- [TO BE DONE]: Restate the entries below word for word, omitting nothing.

- [DATA ENTRIES]:
= = =
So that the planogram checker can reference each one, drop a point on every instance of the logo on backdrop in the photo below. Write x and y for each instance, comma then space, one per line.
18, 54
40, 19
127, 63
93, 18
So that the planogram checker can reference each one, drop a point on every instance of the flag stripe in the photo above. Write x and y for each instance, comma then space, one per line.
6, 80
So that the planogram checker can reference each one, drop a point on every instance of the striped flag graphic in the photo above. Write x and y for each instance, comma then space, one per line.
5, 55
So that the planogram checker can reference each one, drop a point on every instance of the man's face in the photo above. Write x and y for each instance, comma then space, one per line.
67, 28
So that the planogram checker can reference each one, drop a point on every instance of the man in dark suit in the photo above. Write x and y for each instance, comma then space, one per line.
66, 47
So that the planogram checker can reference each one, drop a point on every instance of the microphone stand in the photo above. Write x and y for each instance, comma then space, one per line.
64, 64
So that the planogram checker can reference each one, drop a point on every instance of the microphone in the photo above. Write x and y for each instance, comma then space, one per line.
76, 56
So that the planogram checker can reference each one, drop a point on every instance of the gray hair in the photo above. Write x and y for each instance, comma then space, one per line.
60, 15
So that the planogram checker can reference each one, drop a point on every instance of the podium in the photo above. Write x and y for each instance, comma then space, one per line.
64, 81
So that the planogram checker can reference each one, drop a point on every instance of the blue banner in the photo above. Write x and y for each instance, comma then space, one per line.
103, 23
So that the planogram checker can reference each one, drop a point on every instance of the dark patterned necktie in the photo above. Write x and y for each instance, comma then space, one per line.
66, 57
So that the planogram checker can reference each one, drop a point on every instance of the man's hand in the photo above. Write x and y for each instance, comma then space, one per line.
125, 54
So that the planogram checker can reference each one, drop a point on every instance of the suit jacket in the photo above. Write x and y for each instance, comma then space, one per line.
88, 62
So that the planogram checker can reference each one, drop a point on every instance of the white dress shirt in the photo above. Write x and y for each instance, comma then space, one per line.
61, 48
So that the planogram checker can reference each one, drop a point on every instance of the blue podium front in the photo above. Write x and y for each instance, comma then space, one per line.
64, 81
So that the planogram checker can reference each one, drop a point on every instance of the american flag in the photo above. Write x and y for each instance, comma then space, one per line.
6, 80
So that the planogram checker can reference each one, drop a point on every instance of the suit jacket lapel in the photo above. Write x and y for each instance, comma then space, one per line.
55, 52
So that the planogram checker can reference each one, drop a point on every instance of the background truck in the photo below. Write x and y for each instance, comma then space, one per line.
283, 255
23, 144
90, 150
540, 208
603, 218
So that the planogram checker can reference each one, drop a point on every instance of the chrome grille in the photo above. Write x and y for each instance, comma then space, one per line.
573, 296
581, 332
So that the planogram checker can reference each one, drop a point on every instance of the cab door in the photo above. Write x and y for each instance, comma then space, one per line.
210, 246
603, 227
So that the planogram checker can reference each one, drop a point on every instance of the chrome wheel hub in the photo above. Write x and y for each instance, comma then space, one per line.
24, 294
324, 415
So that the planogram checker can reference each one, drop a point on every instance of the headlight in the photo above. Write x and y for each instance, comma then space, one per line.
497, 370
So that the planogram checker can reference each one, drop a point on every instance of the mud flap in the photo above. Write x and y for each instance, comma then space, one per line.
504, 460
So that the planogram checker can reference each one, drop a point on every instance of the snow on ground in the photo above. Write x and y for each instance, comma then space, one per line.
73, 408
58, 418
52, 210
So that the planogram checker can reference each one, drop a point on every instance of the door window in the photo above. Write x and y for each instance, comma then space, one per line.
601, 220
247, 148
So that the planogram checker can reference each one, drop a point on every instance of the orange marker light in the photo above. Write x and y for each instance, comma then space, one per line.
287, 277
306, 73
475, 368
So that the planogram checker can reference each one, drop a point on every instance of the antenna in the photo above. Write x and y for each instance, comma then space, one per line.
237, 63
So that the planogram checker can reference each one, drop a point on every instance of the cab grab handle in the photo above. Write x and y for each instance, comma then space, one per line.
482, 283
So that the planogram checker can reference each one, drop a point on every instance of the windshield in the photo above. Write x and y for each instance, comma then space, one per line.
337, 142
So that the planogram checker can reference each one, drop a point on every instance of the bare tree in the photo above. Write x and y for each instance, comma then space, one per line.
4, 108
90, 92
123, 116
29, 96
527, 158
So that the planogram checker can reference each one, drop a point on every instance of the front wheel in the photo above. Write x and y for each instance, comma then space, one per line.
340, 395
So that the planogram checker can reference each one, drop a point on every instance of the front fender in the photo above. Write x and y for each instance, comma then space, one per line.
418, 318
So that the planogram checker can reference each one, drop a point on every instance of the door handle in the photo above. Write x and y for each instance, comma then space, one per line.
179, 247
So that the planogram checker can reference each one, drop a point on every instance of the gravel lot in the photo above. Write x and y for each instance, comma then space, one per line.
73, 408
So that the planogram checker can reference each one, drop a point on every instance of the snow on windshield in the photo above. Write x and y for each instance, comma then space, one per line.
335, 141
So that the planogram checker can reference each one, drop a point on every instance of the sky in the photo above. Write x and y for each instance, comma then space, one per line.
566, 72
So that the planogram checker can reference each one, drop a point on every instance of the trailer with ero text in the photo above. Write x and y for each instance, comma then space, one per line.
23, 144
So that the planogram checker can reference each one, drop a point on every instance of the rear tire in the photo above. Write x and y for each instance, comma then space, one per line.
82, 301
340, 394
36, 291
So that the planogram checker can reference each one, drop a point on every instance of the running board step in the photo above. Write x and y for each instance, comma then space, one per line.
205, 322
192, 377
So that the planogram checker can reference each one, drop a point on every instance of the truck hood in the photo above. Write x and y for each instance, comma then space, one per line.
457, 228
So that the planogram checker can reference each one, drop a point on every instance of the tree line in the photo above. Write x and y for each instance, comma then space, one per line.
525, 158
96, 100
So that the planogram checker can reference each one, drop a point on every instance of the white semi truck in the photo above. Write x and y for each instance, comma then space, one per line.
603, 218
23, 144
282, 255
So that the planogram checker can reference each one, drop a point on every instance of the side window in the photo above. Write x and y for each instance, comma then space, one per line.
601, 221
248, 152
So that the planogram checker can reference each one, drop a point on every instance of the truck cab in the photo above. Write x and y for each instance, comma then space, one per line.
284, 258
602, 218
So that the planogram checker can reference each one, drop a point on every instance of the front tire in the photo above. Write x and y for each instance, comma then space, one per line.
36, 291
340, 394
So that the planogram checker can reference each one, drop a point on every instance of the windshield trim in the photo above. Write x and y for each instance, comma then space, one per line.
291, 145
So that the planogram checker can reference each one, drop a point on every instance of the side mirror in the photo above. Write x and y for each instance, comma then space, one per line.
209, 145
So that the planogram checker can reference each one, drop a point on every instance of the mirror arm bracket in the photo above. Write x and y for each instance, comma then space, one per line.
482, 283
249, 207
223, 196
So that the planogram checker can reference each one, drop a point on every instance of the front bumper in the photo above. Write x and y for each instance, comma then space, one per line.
= = =
- [RESPONSE]:
So that the planogram checker can reference each one, drop a point on every instance of the logo on backdrop in the photo below. Write x and y for each instance, comma then space, one per line.
18, 54
40, 19
127, 63
93, 18
So that the planogram checker can reference each one, drop a point on every instance of the flag stripe in the photo above. Write x and y for each instance, comma then space, one per line.
6, 80
So that the planogram checker can reference each one, drop a point on every instance of the striped flag graphic in the photo above. Write x and y for each instance, comma then space, one per line.
5, 55
So that the planogram checker can reference each one, drop a point on every instance of the man's face in the photo above. Write x and y for each instance, comma then space, one per line.
67, 28
So that the planogram checker can reference each one, drop a point on every instance of the man in dark suit in the photo above. Write x and y for each instance, comma then space, one per line.
66, 47
So that the planogram checker can reference each one, drop a point on every instance of the microphone stand in the photo above. Write x and y for each instance, comma then space, one per line.
64, 64
So that the planogram checker can reference each one, drop a point on every instance of the microphone in the photo above. Write x and y for each instance, comma then space, one per line.
76, 56
So that the planogram checker can reference each one, drop a point on every instance of the gray hair in the photo above. Write x and y for each instance, comma then space, one per line.
60, 15
So that the planogram checker can reference each one, drop a point on every instance of the podium in the photo above. Write x and y for each instance, comma then space, one per line.
64, 81
So that the planogram checker can reference each one, drop a point on every instance of the blue banner in the photo above. Write x and y for each instance, comma then space, one per line.
103, 23
So that the planogram checker can reference each one, drop a point on every instance of the dark patterned necktie in the photo above. Write x and y for each instance, comma then space, one per line.
66, 57
So that the planogram checker can reference each one, drop a point on every instance of the man's hand in the photo above. Write x and y for each instance, comma then space, one per line.
125, 54
So that the planogram checker can reference each one, drop a point on every instance of the suit jacket in the photo above. Write x and y for each instance, comma then space, one per line.
88, 62
So that the planogram checker can reference each one, drop a point on every instance of the white dress shirt in the photo above. Write x and y for each instance, comma then space, one per line.
61, 48
So that the planogram checker can reference each one, drop a point on every instance of the blue podium front in the photo above. Write x and y for each instance, comma then space, one per line.
64, 81
So that the planogram checker can reference each one, drop a point on every instance of the american flag in the photo above. Write x and y for each instance, comma then space, one per line.
6, 80
So that the planogram checker can reference each one, drop a point on every instance of the suit jacket lapel in the photo above. Write x and y for each instance, comma then space, one per line.
55, 52
So that the planogram checker can reference each one, drop a point on every instance of the background truck in the photo below. Write x and y for each instance, comma then space, one per line.
283, 255
23, 144
90, 150
540, 208
603, 218
So that the planogram checker can reference each one, drop a point on every instance of the chrome grille in the photo above. Write x and y for each instance, comma then space, one per line.
573, 296
581, 332
So that the planogram checker can reference each one, drop a point on every instance of the cab door in the photo above. Write x and y for each instance, comma then space, one per line.
210, 246
603, 227
So that the planogram checker can reference each one, drop a point on every instance of the chrome wheel hub in the photo above. Write x and y for each instance, comma then space, one per line.
24, 294
324, 415
So that the planogram checker can reference each one, drop a point on every instance of the headlight in the photo above. Write x and y for each instance, comma then space, one per line.
497, 370
So that the planogram checker can reference each one, drop a point on every instance of the mud flap in the photo above. Write x and y for each instance, comma then space, one per line.
504, 460
So that the planogram checker can reference each one, drop a point on every instance of the snow on ground in the photo above. Write x and y for each instance, comma then space, one per line.
73, 408
58, 418
52, 210
So that the planogram checker can reference each one, drop a point on every instance of the door window in the photo above. Write x and y for each instance, comma then space, one per line.
601, 220
247, 148
So that the planogram checker can reference each one, drop a point on every instance of the orange marker light in the photo above. Write x and y for each instance, comma then space, one per line.
287, 277
306, 73
475, 368
So that the planogram checker can reference each one, drop a point on every instance of the antenna in the photo above. Write x and y for each instance, comma then space, one per line.
237, 63
So that the planogram checker can reference each one, drop a point on every instance of the cab grab handle in the photo above. Write x and y for each instance, comma then space, one per line.
482, 283
So that the planogram checker can reference each one, drop a point on every instance of the windshield in the photo above. Write x and y for each instance, comma then space, one per line.
337, 142
So that the planogram checker can reference each one, drop a point on every instance of the bare tree in the photo above. Write x and y for each instance, comma then space, one per line.
4, 108
90, 92
123, 116
29, 96
527, 158
So that the planogram checker can reference each one, drop a point on every instance of the front wheel in the photo above. Write x and y for each instance, comma then space, one per line.
340, 395
So that the planogram checker can reference each one, drop a point on every instance of the front fender in the photo above. Write x and y for each instance, comma then space, one per line.
418, 318
So that the planogram checker can reference each one, drop a point on every instance of the door handle in the photo above. Write x and y for each instance, comma then space, one per line.
179, 247
So that the planogram checker can reference each one, drop a point on every instance of the gravel lot in the photo above. Write x and y for each instance, comma then space, one per line.
73, 408
So that the planogram checker can reference each one, drop a point on every instance of the snow on windshield in the photo above. Write x and y for each instance, comma then space, one per line.
335, 141
So that the planogram checker can reference each one, drop a point on every instance of the sky in the photo above. Write x and y for each instance, comma then space, one per line.
566, 72
So that the planogram checker can reference each one, drop a point on every instance of the trailer with ero text in the photo above. Write x and y for each instance, comma then space, one per line.
23, 144
So that the planogram checker can reference each one, drop a point on every instance of the rear tire in the photo above. Write x and y for each instance, comma then space, one per line.
82, 301
340, 394
36, 291
So that the planogram checker can reference each one, drop a point on every instance of the running board step in the photo above. Write x and y for each instance, comma then space, one per line.
205, 322
192, 377
So that the planogram checker can reference each one, drop a point on every instance of the truck hood in the photo above. Write x and y for each instance, comma then space, one per line.
457, 228
So that the planogram checker can reference each one, drop a point on every instance of the tree line in the photo above. Write x and y for each instance, comma then space, one per line.
525, 158
96, 100
So that the planogram checker can reference each one, drop a point on every instance of the white semi truck in the photo above. Write x and y for each instance, comma then space, one per line.
603, 218
23, 144
282, 255
So that the planogram checker can reference each one, drop a point on every instance of the side window in the photo above. Write x and y for each instance, comma then space, one per line.
601, 221
248, 152
So that the planogram checker can reference each one, drop a point on every instance of the truck cab in the photo above. Write x and y for each instance, comma then space, one per line.
284, 258
602, 218
So that the planogram checker can reference each one, drop a point on every instance of the front tire in the photo above. Write x and y for each instance, comma then space, one per line.
36, 291
340, 394
So that the planogram checker can reference each one, drop a point on every instance of the windshield trim in the photo above. Write x and y for each instance, comma then space, one per line.
291, 145
So that the planogram checker can reference each one, drop a point on every instance of the side mirror in the photo above. Write x and y for each instance, comma then space, one per line.
209, 145
So that the planogram checker can reference each one, drop a point on every instance of the mirror arm bracket in the photo above. Write x and y for each instance, comma then space, one per line.
482, 283
249, 207
223, 196
So that the planogram checker can reference each one, drop a point on every instance of the front bumper in the photo above. Write x and y for each instance, comma then space, one per line.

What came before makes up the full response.